Exactly as written, transcribe the lines that run from the one containing "target | dark rock on beach" to the end of the records below.

---

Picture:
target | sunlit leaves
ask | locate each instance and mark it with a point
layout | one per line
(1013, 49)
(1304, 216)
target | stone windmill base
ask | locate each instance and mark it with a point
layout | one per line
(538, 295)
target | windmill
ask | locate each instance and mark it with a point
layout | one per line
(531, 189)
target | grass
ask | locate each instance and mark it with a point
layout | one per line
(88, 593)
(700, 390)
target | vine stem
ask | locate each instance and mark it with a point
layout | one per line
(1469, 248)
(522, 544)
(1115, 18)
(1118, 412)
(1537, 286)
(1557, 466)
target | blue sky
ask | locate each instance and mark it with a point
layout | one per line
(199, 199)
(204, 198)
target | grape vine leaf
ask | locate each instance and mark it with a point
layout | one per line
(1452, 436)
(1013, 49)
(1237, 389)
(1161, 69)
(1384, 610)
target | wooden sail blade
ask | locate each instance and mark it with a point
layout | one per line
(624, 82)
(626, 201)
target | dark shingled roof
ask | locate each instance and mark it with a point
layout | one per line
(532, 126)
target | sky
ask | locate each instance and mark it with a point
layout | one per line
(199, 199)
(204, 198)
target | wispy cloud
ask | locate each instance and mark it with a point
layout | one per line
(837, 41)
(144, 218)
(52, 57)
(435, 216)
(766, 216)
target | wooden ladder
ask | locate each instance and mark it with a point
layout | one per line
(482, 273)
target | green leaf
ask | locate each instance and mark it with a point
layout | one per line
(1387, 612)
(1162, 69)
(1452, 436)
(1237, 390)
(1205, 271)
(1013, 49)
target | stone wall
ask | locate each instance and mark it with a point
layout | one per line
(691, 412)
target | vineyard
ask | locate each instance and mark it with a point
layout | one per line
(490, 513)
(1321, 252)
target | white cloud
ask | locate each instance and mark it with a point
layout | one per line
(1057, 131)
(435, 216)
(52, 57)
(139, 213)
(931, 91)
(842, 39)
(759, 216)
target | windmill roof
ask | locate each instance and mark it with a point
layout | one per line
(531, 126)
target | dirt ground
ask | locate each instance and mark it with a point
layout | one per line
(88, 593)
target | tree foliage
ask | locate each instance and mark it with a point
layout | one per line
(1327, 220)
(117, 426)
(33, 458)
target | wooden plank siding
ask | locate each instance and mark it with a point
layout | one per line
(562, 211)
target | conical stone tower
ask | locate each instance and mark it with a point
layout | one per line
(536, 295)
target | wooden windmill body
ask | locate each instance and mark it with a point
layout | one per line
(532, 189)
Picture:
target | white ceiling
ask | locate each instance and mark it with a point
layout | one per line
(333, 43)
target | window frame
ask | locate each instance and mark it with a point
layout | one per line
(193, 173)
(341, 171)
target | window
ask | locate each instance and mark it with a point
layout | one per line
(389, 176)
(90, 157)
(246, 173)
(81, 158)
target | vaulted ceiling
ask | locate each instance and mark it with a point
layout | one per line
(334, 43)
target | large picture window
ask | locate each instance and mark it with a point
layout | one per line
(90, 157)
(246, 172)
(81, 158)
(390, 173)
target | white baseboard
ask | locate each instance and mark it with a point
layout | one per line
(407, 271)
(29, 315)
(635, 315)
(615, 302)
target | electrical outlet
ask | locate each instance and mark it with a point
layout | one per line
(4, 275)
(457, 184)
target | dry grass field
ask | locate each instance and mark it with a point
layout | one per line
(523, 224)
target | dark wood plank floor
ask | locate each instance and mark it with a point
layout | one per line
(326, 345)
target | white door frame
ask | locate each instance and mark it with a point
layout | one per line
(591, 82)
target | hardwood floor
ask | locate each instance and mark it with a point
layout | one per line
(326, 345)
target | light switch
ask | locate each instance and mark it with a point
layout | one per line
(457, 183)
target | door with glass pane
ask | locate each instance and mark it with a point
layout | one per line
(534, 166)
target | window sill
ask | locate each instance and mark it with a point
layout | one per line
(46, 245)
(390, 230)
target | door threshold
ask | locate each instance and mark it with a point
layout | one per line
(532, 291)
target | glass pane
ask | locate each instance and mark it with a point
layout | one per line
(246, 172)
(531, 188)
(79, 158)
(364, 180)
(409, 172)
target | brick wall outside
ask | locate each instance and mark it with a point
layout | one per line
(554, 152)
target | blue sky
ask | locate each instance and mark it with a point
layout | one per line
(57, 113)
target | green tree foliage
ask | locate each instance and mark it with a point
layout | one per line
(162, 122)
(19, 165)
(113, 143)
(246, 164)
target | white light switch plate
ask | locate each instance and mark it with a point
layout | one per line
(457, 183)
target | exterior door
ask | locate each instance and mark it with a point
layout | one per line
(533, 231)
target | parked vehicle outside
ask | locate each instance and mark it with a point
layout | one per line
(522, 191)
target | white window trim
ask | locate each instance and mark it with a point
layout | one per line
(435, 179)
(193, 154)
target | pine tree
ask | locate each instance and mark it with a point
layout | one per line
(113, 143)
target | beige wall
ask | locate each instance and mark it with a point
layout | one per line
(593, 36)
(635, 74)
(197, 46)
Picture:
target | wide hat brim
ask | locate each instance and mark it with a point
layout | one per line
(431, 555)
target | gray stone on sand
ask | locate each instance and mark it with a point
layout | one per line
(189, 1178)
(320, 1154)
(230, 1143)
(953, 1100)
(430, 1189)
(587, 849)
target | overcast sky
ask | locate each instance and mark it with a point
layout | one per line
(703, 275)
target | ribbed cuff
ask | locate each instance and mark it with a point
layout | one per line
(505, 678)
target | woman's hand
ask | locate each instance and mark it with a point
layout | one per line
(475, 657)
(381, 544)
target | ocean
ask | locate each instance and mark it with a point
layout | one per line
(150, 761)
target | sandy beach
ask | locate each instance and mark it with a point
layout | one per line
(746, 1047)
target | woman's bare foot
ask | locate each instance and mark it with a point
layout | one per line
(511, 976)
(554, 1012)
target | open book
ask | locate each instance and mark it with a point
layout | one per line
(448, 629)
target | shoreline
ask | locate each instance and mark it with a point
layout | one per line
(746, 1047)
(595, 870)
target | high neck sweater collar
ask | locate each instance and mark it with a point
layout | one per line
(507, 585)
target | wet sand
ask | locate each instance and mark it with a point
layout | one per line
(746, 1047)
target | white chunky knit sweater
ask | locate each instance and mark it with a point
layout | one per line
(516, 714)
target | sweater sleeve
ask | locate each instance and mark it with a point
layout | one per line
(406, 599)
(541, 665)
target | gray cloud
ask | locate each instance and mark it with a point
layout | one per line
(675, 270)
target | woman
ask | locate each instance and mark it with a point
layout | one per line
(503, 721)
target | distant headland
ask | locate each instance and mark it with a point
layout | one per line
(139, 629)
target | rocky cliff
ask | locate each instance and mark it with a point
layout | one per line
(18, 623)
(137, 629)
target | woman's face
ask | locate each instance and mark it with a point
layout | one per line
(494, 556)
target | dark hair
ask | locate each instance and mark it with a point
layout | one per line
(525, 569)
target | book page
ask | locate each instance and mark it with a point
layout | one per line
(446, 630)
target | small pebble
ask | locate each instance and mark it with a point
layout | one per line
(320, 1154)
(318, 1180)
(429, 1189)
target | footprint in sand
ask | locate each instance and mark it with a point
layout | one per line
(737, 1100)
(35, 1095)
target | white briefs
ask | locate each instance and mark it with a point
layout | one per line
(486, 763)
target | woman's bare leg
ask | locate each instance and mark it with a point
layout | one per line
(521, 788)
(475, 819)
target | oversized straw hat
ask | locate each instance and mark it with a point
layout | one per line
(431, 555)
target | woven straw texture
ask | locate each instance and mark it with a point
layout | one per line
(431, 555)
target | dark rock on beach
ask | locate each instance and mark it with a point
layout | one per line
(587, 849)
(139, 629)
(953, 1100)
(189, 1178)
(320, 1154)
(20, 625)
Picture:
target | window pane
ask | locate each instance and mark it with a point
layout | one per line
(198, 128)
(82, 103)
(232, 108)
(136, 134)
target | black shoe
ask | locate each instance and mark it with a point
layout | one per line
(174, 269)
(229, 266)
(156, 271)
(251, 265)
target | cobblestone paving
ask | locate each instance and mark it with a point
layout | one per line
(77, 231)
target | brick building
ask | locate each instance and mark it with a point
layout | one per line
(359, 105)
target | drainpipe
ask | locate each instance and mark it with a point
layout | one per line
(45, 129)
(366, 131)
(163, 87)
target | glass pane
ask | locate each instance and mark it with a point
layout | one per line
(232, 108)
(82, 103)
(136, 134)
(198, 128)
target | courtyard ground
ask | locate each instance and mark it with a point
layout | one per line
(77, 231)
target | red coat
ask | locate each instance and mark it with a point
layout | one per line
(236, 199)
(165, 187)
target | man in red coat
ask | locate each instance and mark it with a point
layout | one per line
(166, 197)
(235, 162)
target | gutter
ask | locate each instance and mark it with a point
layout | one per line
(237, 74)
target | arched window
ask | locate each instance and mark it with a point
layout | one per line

---

### Result of this exercise
target | dark rock on beach
ask | locate each instance and mark it with a point
layout | one per line
(587, 849)
(139, 629)
(953, 1100)
(189, 1178)
(320, 1154)
(20, 625)
Picture:
target | window pane
ask | locate each instance and mark it with a point
layout | one per line
(198, 128)
(82, 103)
(232, 108)
(136, 134)
target | black shoe
ask | locate each instance and mark it with a point
layout | one per line
(174, 269)
(229, 266)
(156, 271)
(251, 265)
target | cobblestone paving
ask | locate each instance and mark it with a point
layout | one per line
(77, 231)
target | brick building
ask | locate each instance and mark it with a point
layout | one per line
(359, 105)
target | drainpipe
ask | locate each instance and mark it with a point
layout | one per line
(45, 129)
(366, 131)
(163, 87)
target | glass pane
ask | locate each instance and mark it with a point
layout | one per line
(232, 108)
(82, 103)
(136, 134)
(198, 128)
target | courtyard ground
ask | locate each instance and mark it with a point
layout | one per line
(77, 231)
target | red coat
ask | locate each instance and mark it with a point
layout | one per line
(236, 199)
(165, 187)
target | man in red coat
ask | locate each instance and mark it with a point
layout | one per line
(166, 197)
(235, 162)
target | gutter
ask | locate each instance and mark it with a point
layout | one per line
(237, 74)
target | arched window
ask | locate each instance and mark it with a point
layout | one per line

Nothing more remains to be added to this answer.